- **Information given**:
** begin **

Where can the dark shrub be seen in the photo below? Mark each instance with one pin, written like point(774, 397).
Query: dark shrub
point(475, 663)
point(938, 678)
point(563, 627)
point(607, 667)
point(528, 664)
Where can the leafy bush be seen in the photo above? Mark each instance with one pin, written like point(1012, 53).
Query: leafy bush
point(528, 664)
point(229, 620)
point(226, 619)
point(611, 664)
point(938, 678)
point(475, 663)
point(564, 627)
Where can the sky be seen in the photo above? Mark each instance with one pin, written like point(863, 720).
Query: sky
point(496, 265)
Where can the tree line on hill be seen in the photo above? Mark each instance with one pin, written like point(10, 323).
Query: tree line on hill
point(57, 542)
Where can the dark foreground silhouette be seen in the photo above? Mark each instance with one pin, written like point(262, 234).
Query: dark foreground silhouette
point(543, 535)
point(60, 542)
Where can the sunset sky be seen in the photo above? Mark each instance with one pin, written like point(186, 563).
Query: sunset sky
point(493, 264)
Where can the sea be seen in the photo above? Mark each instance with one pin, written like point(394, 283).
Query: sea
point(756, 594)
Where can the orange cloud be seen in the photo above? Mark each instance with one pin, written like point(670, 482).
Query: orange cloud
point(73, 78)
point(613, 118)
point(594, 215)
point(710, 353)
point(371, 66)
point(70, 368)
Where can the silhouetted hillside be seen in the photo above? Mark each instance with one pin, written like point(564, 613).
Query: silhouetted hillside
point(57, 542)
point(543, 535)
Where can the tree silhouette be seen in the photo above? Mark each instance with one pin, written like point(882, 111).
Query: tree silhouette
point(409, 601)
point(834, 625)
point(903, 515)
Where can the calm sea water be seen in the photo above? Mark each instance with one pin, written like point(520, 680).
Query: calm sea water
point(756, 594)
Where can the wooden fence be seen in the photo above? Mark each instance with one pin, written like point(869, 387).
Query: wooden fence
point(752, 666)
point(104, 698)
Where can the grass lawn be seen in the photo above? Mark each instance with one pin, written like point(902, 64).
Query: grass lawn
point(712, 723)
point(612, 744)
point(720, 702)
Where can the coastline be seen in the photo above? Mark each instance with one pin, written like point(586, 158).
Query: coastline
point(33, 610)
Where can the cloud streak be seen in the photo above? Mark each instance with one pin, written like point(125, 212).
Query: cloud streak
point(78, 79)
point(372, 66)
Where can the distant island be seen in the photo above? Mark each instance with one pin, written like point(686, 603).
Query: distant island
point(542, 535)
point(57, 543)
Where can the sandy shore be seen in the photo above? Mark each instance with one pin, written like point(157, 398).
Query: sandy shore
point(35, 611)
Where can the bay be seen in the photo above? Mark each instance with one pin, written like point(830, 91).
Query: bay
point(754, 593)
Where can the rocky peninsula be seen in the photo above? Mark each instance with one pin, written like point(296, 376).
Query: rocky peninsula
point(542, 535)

** end **

Copy the entire listing above line for line, changing nothing.

- **Result of the task**:
Where can the dark shrub be seen in the photo below? Mark each instance with one pin, written like point(774, 397).
Query: dark shrub
point(475, 663)
point(938, 678)
point(563, 627)
point(607, 667)
point(528, 664)
Where can the leafy bush be seen in the photo above? Mark each instance with one pin, written like point(1012, 53).
Query: leafy bush
point(528, 664)
point(229, 620)
point(226, 619)
point(611, 664)
point(938, 678)
point(475, 663)
point(564, 627)
Where can the sky be seen in the photo above? Mark each instance with one pin, written like point(863, 720).
Query: sky
point(496, 265)
Where can the tree line on hill be seen in the photo above? Mark each instance with one pin, written like point(10, 323).
Query: tree line on hill
point(57, 542)
Where can the dark foreground silhouette be seen in the photo above? Mark each instance with one pin, written like point(262, 234).
Query: dark foreground silhouette
point(543, 535)
point(60, 542)
Where can the sunset sky be seen in the photo above? Mark each instance with one pin, written like point(186, 563).
Query: sunset sky
point(493, 264)
Where can the sea be seen in the photo above? Mark each instance with one pin, written like point(394, 283).
Query: sea
point(756, 594)
Where can the orange cloud be seen in the photo above? Mark each instance with one pin, written like point(670, 482).
Query: orange cloud
point(73, 78)
point(613, 118)
point(594, 215)
point(710, 353)
point(371, 66)
point(70, 368)
Where can the silhouetted hillside be seen in the photo above? Mark each instance with one pin, written like point(564, 613).
Query: silhouetted hillside
point(57, 542)
point(543, 535)
Where can the tree silhouette be seen in the photo above? Mark each instance with one pin, written like point(882, 111).
Query: tree silhouette
point(409, 601)
point(834, 625)
point(903, 515)
Where can the calm sea water be seen in the photo above? Mark each instance with one pin, written like point(520, 680).
Query: calm sea water
point(756, 594)
Where can the wooden fence be seen in the photo above? Mark each instance with one pin, written like point(869, 387).
Query: wooden fence
point(752, 666)
point(104, 698)
Where can the grass lawn be seen in the photo above? Mark each instance with one pin, written like point(902, 64).
Query: grass lawn
point(712, 723)
point(612, 744)
point(720, 702)
Where can the coastline be seen in the photo above? Mark each instance with one pin, written like point(586, 158).
Query: coastline
point(33, 610)
Where can the cloud streak be seen in the photo above? Mark each instance with one pin, written like point(125, 212).
Query: cloud streak
point(78, 79)
point(372, 66)
Where can the distant island be seen in the photo above? Mark each instance with one pin, written like point(686, 603).
Query: distant island
point(542, 535)
point(57, 543)
Where can the sandy shore be seen in the photo above? Mark each instance with one pin, written like point(157, 398).
Query: sandy shore
point(35, 611)
Where can the bay be seen in the photo above? Mark each instance with one pin, written like point(830, 91).
Query: bay
point(754, 593)
Where can the rocky peninsula be seen in the photo above? Mark each instance with one pin, written like point(296, 376).
Query: rocky peninsula
point(542, 535)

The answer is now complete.